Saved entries
****

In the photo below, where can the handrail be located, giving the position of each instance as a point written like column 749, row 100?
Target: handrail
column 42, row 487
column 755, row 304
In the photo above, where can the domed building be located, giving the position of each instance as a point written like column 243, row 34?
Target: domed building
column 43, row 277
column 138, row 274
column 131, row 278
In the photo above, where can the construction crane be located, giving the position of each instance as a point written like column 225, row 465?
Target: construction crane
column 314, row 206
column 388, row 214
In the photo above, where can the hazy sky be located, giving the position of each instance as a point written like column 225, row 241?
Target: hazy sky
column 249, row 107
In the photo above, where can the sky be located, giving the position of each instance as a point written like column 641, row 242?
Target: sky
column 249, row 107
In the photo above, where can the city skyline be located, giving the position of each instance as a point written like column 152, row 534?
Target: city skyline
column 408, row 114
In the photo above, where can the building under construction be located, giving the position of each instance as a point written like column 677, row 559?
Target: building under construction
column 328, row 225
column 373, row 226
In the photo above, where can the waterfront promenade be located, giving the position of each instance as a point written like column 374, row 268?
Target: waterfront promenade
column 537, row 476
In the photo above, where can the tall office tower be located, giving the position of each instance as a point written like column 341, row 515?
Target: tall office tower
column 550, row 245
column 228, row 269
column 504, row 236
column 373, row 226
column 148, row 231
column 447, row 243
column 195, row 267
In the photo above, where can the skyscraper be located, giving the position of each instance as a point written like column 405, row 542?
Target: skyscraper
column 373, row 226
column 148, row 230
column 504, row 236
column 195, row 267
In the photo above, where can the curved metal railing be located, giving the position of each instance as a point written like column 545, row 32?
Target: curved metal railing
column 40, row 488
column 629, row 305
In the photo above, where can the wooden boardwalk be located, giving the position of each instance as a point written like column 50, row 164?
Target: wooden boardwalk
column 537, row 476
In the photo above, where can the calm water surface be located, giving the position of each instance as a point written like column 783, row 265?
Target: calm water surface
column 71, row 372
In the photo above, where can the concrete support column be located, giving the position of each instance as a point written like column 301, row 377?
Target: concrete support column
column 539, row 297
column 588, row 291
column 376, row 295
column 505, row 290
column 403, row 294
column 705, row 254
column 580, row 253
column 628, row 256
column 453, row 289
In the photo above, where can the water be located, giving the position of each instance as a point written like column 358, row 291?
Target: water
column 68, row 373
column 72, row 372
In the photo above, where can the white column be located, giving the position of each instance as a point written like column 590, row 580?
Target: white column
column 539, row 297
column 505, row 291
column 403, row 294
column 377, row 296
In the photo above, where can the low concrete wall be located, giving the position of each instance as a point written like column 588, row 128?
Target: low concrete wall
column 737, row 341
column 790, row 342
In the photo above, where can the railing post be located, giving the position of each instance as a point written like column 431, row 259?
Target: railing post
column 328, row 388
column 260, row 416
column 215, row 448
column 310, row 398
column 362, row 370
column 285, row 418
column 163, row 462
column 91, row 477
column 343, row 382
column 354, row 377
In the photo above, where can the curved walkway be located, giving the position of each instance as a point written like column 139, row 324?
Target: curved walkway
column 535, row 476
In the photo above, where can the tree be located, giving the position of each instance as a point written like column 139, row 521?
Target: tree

****

→ **To do**
From the records above, copy each line where the word "tree" can be found.

→ **Your solution**
In the photo above, where can the tree be located, giving the position of each instance as a point written like column 139, row 521?
Target: tree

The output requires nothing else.